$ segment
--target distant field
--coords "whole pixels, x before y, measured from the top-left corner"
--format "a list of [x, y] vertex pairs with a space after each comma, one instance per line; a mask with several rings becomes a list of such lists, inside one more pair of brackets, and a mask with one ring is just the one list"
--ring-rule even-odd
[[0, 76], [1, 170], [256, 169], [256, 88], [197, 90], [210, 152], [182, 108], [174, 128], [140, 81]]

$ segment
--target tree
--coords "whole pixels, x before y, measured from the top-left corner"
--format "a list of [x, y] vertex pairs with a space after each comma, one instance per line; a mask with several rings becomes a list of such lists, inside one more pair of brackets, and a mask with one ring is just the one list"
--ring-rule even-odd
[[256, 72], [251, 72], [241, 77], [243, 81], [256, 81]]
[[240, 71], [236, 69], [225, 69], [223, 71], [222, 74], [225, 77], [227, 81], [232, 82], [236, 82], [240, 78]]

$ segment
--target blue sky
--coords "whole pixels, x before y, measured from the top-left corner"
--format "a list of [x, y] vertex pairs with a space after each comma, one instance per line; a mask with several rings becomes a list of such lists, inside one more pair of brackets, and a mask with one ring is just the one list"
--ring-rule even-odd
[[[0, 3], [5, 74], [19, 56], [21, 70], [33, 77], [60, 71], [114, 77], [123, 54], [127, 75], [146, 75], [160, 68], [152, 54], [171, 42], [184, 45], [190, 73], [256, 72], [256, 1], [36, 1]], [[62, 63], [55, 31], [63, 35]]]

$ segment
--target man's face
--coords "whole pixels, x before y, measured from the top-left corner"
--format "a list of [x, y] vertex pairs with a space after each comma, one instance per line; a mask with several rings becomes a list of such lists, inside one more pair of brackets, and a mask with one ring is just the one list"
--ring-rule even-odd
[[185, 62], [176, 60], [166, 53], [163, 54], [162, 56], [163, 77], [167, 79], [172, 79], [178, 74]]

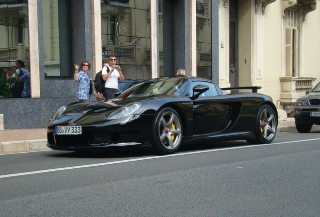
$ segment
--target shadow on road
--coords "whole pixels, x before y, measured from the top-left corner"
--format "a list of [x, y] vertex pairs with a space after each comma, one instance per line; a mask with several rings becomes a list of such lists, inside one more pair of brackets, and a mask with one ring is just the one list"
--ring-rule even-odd
[[[194, 144], [182, 146], [174, 154], [250, 145], [245, 140], [201, 144]], [[150, 146], [131, 150], [111, 150], [81, 152], [56, 151], [54, 152], [47, 152], [45, 154], [49, 157], [55, 157], [103, 159], [148, 157], [158, 155]]]

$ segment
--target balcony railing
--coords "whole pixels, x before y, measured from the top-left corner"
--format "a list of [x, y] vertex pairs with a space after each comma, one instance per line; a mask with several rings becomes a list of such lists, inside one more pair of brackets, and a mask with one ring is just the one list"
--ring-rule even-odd
[[204, 4], [199, 2], [197, 2], [196, 3], [196, 11], [197, 14], [205, 15]]
[[0, 5], [16, 5], [19, 4], [28, 4], [28, 0], [0, 0]]

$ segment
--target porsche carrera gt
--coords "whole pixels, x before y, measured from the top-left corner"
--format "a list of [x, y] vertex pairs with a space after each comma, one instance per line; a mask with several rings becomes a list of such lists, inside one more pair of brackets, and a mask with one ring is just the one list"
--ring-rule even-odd
[[258, 87], [238, 89], [247, 88], [253, 91], [226, 93], [194, 77], [145, 80], [112, 99], [60, 107], [48, 124], [47, 146], [81, 152], [148, 146], [166, 154], [189, 143], [271, 143], [276, 106], [270, 96], [252, 92]]

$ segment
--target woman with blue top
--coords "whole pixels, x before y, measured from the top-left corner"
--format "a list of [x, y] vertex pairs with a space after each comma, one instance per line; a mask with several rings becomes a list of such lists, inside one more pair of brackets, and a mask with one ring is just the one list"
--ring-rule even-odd
[[[78, 70], [80, 67], [80, 71]], [[82, 62], [79, 66], [74, 64], [74, 75], [73, 79], [78, 82], [78, 89], [76, 91], [76, 97], [79, 101], [89, 99], [89, 90], [90, 80], [92, 80], [88, 75], [88, 71], [91, 68], [91, 64], [87, 60]]]

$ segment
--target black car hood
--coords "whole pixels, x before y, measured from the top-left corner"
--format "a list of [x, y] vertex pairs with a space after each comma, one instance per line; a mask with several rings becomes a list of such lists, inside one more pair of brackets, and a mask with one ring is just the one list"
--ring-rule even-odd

Exercise goal:
Output every row above verbatim, with the pictures omitted.

Answer to the task:
$ segment
--target distant field
--coords "whole pixels, x before y, measured from the top-left corner"
--format "a list of [x, y] vertex pairs with a space after each comma, one instance per line; a mask with several rings becomes a list of such lists, inside one more pair of brackets, and a mask with one ring is just the one list"
--ring-rule even-odd
[[0, 76], [1, 170], [256, 169], [256, 88], [197, 90], [210, 152], [182, 108], [174, 128], [140, 81]]

$ segment
--target tree
--coords "whole pixels, x before y, measured from the top-left corner"
--format "a list of [x, y] vertex pairs with a space after each comma, one instance per line; a mask with several rings becomes a list of such lists, inside one more pair of brackets, and a mask with one ring is just the one list"
--ring-rule even-odd
[[256, 72], [251, 72], [241, 77], [243, 81], [256, 81]]
[[240, 71], [236, 69], [225, 69], [223, 71], [222, 74], [225, 77], [227, 81], [232, 82], [236, 82], [240, 78]]

$ segment
--target blue sky
--coords "whole pixels, x before y, measured from the top-left corner"
--format "a list of [x, y] vertex pairs with a space after each comma, one instance per line; a mask with several rings becomes a list of such lists, inside one more pair of brackets, and a mask with one ring is just the one list"
--ring-rule even-odd
[[[0, 3], [5, 74], [19, 56], [21, 70], [33, 77], [60, 71], [114, 77], [123, 54], [127, 75], [146, 75], [160, 68], [152, 54], [171, 42], [184, 45], [190, 73], [256, 72], [256, 1], [36, 1]], [[62, 63], [55, 31], [63, 35]]]

$ segment
--target man's face
--coords "whole pixels, x before y, measured from the top-left corner"
--format "a list of [x, y] vertex pairs with a space after each comma, one instance per line; a mask with several rings becomes a list of such lists, inside one more pair of brackets, and a mask with one ring is just the one list"
--ring-rule even-odd
[[185, 62], [176, 60], [166, 53], [163, 54], [162, 56], [163, 77], [167, 79], [172, 79], [178, 74]]

$ segment
--target shadow on road
--coords "whole pixels, x before y, measured from the top-left corner"
--format "a list of [x, y] vertex pairs with a space after each comma, one instance per line; a mask with several rings becomes a list of such lists, inside one more pair of brackets, and a mask with one ring is just the one list"
--ring-rule even-odd
[[[194, 144], [182, 146], [174, 154], [250, 145], [245, 140], [201, 144]], [[150, 146], [131, 150], [111, 150], [81, 152], [56, 151], [54, 152], [47, 152], [45, 154], [49, 157], [55, 157], [103, 159], [148, 157], [158, 155]]]

$ segment
--target balcony railing
--coords "whole pixels, x before y, measured from the top-left corner"
--format "a list of [x, y] vertex pairs with a space after each comma, one instance per line; a mask with several rings becomes a list of such lists, inside one more pair of brackets, and a mask with one ring is just the one list"
--ring-rule even-odd
[[204, 4], [199, 2], [197, 2], [196, 3], [196, 11], [197, 14], [205, 15]]
[[0, 5], [16, 5], [19, 4], [28, 4], [28, 0], [0, 0]]

$ segment
--target porsche carrera gt
--coords "whole pixels, x before y, measured from the top-left corner"
--format "a list of [x, y] vertex pairs with a space after each comma, one instance per line; a mask with several rings becomes a list of such lists, inside one more pair of brackets, and a mask with one ring is just the one list"
--ring-rule even-odd
[[258, 87], [238, 89], [247, 88], [253, 91], [226, 93], [194, 77], [145, 80], [112, 99], [60, 107], [48, 124], [47, 146], [81, 152], [148, 146], [166, 154], [189, 143], [271, 143], [276, 106], [270, 96], [252, 92]]

$ segment
--target woman with blue top
--coords "whole pixels, x before y, measured from the top-left corner"
--format "a list of [x, y] vertex pairs with a space after each comma, one instance per line; a mask with several rings becomes a list of such lists, inside one more pair of brackets, and a mask with one ring is just the one list"
--ring-rule even-odd
[[[78, 70], [80, 67], [80, 71]], [[82, 62], [79, 66], [74, 64], [74, 75], [73, 79], [78, 82], [78, 89], [76, 91], [76, 97], [79, 101], [89, 99], [89, 90], [90, 80], [92, 80], [88, 75], [88, 71], [91, 68], [91, 64], [87, 60]]]

$ segment
--target black car hood
--coords "whole pixels, x before y, measured from the top-left corner"
--format "a list of [x, y] vertex pairs with a space after each comma, one instance per line; a mask with several rings becomes a list of such lists, inside one more pair of brackets, and a mask with one ring is just the one list"
--ring-rule even-odd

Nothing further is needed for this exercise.